Supplied passage:
* start *

The start of another week and I have a new stove! Since we have been in our flat I have not had an oven. It’s really been too hot to cook but I would have made an exception as I’m dying for some really good cookies. Walking through the store on the first week here, I spied and bought Oreos (my favorite) only to discover that they just didn’t look right or taste exactly the same. After reading the package I discovered they’d been manufactured in Saudi Arabia! The cocoa is just not the same as the real Oreos at home. To confirm that suspicion, one of our Elders received a box of Oreos from the states. Totally different color. Ours are darker and richer looking as opposed to the grayish color of the ones here.
Next I tried buying cookies from the bakery at Super Spar, a grocery store that is quite impressive. They have four tables of nothing but help-yourself cookies. I bought one of each. Sadly, all but two of the cookies, including the chocolate chip cookie, had peanuts in them. Now, I like peanut butter as well as the next person but when you bite into a meringue cookie you do not expect to find peanuts and I particularly do not want peanuts in my chocolate chip cookies. I can see why one of our Branch members asked me to make Snickerdoodles for her. I’ll be making them for me as well.
We went to a store called Macro (the one like Sam’s Club—not as big as Costco but bigger than a Wal-Mart) and bought a new stove. My old one worked it just didn’t have a bottom heating element so all I could do was broil… quite unusual or so I thought… They actually had brand new ovens with only the top broiling element. I guess very few people bake. Kinda like New York.
As I’m writing this, Elder Swan and Elder Scott are installing the oven and the top burners called a “hob.” We took the Elders to lunch at a shopping center called “Crossings” and I had chicken wings with BBQ sauce on them while some had hamburgers or pizza. It was just okay food—in fact if I didn’t know better I’d have sworn the chicken wings were really squab wings based on the size.
But while I was there I went to the bank to get 2rand coins for tipping purposes. Outside near the ATM a security guard in full military uniform complete with flack-vest and automatic rifle stood guard. He looked quite intimidating. This is not an unusual occurrence here but still unlike the States.
This is one of our car parkers. A great feature that I’d like to have at home. This is group we tip when they help us load our car and back us out of our spaces in the parking lots.
Last night was an incredible landmark night! Lance, Jennefer, Sophie, Avery and Riley actually Facetimed us using our iPads. Wow! ! was it ever good to see those smiling faces. We had a nice visit and Lance said he wanted to go on record as being the first to communicate with us in that manner. I’m just saying!
Today, Tuesday, we did not have our usual meeting with the Branch President so we drove to Sabie to meet the Bethals who are an older couple that live there. Of course we visited with the Weitz who also live there. Then we ate a delicious lunch at Petras Pancakes. It was more like a crepe as it was filled with ice cream, drizzled with chocolate syrup and sprinkled with nuts. We had lunch and dessert all at the same time. (I’ll tell you about the Bethals later)
I have an amazing story to tell you.
(I’m paraphrasing some of this as the teller of this story is a native African who repeats herself many times over and where English is absolutely her second language.)

* end *

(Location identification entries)

* start *

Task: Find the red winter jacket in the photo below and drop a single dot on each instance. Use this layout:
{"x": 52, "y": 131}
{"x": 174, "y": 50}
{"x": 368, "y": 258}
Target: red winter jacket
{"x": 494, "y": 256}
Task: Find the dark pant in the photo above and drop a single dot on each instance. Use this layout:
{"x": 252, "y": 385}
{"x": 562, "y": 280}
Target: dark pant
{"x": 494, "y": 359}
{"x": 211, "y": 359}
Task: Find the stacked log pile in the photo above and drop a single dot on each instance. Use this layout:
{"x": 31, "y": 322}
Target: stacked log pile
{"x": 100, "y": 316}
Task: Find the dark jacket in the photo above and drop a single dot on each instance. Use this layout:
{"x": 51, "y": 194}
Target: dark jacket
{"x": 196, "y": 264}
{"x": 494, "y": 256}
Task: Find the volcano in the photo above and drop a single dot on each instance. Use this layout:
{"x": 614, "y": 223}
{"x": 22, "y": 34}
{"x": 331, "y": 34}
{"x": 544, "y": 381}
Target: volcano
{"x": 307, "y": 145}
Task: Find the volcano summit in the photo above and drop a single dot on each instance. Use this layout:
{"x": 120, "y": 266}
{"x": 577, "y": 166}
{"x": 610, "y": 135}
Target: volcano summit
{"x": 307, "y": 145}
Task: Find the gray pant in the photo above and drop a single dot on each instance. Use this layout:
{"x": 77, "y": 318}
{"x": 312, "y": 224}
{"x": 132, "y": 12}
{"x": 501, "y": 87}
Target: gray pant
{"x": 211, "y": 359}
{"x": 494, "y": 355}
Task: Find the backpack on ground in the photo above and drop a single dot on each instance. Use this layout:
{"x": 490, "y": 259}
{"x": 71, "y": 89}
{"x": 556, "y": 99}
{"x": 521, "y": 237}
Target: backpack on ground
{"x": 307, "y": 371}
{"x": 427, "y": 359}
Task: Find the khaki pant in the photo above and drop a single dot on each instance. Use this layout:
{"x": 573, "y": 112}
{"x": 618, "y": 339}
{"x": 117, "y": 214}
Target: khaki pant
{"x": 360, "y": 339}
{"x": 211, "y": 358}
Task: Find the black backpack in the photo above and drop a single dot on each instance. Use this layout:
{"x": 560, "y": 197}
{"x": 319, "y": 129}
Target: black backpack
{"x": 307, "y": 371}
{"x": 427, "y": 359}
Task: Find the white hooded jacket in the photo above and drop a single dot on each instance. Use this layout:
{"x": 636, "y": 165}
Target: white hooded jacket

* end *

Short task A: Sum up the post about the new stove in two sentences.
Short task B: Continue the post about the new stove from the point where it stops.

Written response A: The writer gets a new stove after going without an oven in the flat, having been let down by Saudi-made Oreos and by bakery cookies full of peanuts, and finds that local stores even sell new ovens with only a top broiling element. The post also covers lunch with the Elders, an armed guard near a bank ATM, helpful car parkers, a first FaceTime call from family, and a trip to Sabie that ended with crepe-like pancakes.

Written response B:
Martha joined the church in 1991. Shortly afterwards her husband left her. Apparently in Africa a couple can divorce without cause and without paperwork. Martha went to live with her sister in KaNeymazane who took care of her because all Martha wanted to do was cry. Suddenly, Martha’s sister decides to move to Johannesburg and as Martha doesn’t have the money to move she is left behind. She has nowhere to live or sleep. She has no job, no money and, now, no family. She wanders around sleeping wherever she can and begging for food. After many months, she finds an empty plot of land and a large black plastic bag. She decides to squat on this piece of land. Cutting the bag in half, she uses one piece as a bed and one piece as a covering. It is now raining all the time but she covers herself up at night on this piece of land. It is called a “stand.” She lives like this for quite a long time.
Martha begins to have dreams where she sees people who come to her and tell her to “Pray to Jesus.” At first she says “No!” She is crying all the time and feeling very sorry for herself for her loneliness and her poverty. But the dreams persist. Somehow, she said, she knew they were her grandparents who had died many years ago. Finally, in extreme desperation she does what they advise her and call out to Jesus. The next night she dreams of a white man who told her he was her Great-Grandfather and that she must stay in the stand and not leave. She is very afraid and tells the white man that he is lying. She decides to leave the stand and search for someplace else to live but that same night when she is sleeping, she dreams of this man again who tells her to “stay in the stand.” She returns to her stand and “cries and cries” some more due to fear, hunger and loneliness.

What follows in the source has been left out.